From the line containing "one marker per instance, written like [91,110]" through the last line of the data, return those lines exactly as written and nothing more.

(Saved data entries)
** begin **

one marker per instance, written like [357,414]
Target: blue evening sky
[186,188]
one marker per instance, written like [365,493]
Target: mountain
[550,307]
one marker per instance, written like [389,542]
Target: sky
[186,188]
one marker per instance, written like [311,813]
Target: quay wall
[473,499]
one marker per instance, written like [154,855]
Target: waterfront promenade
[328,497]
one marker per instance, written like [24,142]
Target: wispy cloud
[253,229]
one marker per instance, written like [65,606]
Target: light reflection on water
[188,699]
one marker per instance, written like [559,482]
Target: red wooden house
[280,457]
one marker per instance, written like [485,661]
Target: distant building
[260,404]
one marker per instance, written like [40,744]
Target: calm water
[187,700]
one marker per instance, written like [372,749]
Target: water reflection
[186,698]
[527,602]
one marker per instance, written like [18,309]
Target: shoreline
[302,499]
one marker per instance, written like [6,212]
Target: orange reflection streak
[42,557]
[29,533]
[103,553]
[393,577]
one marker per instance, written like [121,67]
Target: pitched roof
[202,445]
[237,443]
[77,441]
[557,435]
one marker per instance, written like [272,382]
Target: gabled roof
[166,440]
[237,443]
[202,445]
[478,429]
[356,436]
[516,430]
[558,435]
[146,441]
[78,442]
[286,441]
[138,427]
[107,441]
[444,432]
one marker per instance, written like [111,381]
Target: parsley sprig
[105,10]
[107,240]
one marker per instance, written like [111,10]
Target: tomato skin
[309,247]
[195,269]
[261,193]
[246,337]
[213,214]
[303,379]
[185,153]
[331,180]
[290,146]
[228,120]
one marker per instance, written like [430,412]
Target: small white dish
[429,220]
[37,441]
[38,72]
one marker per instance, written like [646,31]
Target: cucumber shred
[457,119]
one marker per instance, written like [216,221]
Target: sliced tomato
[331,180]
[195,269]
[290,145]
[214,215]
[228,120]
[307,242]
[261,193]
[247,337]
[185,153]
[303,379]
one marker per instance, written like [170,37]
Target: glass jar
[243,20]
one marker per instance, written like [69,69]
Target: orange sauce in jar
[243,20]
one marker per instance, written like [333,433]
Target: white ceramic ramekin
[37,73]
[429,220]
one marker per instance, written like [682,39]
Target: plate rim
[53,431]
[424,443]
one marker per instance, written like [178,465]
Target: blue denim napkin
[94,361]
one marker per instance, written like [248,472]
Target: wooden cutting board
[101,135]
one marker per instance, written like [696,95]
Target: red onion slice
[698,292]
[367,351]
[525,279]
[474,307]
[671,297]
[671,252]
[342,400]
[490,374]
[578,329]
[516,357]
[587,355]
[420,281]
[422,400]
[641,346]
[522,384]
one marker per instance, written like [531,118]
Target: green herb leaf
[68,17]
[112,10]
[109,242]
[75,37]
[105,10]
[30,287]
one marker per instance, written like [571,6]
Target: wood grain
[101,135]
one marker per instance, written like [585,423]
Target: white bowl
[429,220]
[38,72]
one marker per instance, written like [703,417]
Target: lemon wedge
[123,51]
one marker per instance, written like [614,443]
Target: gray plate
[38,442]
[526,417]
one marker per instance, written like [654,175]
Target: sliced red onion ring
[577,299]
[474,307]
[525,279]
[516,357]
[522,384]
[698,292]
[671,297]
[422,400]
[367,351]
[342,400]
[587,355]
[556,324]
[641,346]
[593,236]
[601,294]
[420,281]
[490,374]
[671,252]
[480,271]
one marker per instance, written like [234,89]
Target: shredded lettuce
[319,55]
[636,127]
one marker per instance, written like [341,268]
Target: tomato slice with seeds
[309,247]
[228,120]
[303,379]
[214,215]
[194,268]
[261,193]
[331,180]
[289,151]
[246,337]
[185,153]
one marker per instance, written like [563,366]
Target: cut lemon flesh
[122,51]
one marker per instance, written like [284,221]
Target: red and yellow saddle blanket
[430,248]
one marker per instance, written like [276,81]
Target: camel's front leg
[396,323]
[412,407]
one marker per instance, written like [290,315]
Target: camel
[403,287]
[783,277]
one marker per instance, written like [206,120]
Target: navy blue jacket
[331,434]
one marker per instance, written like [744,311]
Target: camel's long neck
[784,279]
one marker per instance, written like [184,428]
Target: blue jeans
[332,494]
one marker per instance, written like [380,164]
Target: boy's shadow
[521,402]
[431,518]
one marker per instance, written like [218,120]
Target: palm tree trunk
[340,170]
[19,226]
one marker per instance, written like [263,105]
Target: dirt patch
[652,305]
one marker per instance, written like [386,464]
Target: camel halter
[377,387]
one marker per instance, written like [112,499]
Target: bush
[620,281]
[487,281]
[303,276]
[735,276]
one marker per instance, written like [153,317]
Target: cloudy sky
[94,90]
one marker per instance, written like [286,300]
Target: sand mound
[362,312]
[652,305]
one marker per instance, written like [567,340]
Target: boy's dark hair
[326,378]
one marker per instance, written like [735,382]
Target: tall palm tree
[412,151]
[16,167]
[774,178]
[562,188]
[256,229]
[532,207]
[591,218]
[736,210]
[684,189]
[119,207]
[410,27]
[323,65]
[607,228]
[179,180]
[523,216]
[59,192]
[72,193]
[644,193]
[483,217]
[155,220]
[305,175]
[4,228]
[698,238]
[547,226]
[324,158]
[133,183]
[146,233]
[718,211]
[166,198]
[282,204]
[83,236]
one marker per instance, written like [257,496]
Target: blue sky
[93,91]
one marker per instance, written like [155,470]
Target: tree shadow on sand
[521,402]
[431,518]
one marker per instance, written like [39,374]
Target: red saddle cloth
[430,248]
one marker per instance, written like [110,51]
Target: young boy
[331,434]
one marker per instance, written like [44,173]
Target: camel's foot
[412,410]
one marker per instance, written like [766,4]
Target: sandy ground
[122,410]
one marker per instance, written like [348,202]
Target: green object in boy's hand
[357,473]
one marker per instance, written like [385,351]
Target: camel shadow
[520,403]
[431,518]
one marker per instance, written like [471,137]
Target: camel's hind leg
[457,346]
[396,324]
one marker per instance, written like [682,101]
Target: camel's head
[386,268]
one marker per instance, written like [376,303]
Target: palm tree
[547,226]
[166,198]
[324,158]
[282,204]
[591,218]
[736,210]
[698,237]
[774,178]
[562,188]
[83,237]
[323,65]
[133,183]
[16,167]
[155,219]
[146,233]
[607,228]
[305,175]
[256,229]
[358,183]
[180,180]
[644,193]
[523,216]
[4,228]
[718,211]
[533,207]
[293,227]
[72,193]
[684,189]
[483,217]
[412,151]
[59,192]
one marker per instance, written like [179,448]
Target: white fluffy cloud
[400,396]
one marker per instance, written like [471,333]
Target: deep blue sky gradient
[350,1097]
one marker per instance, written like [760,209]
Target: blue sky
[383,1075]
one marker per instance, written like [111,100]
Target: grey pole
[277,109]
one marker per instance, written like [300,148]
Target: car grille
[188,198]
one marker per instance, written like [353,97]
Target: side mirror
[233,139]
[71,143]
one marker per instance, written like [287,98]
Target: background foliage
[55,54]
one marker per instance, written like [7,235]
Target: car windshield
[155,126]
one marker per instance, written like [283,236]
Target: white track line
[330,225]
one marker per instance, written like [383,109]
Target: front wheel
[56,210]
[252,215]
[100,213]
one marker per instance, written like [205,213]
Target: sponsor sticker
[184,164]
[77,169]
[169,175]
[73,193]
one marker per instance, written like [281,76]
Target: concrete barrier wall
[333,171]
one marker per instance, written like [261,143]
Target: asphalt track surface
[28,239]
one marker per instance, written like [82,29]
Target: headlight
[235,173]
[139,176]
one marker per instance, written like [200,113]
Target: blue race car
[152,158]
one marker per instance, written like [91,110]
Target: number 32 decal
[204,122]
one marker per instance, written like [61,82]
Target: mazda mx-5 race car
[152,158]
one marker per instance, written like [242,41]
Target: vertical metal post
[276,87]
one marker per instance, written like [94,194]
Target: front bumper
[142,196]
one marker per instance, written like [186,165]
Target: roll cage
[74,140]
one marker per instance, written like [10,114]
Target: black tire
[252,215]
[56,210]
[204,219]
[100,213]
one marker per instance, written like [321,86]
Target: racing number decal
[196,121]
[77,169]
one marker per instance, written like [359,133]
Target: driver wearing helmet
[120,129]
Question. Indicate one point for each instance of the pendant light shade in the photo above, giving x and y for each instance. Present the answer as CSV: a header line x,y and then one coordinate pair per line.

** end **

## Reply to the exercise
one marker per instance, written like [91,110]
Target: number 32 decal
[204,122]
one marker per instance, written like [61,82]
Target: mazda mx-5 race car
[152,158]
one marker per instance, written like [242,41]
Target: vertical metal post
[276,87]
one marker per instance, written like [94,194]
Target: front bumper
[142,196]
one marker per instance, written like [186,165]
Target: roll cage
[74,140]
one marker per instance, written like [10,114]
Target: black tire
[252,215]
[56,210]
[204,219]
[100,213]
one marker per instance, written like [321,86]
Target: racing number decal
[196,121]
[77,169]
one marker per instance, written like [359,133]
Target: driver wearing helmet
[120,129]
Question. Indicate one point for each instance of the pendant light shade in the photo above, giving x and y for each instance. Present the answer as CSV: a header line x,y and then one coordinate pair per line.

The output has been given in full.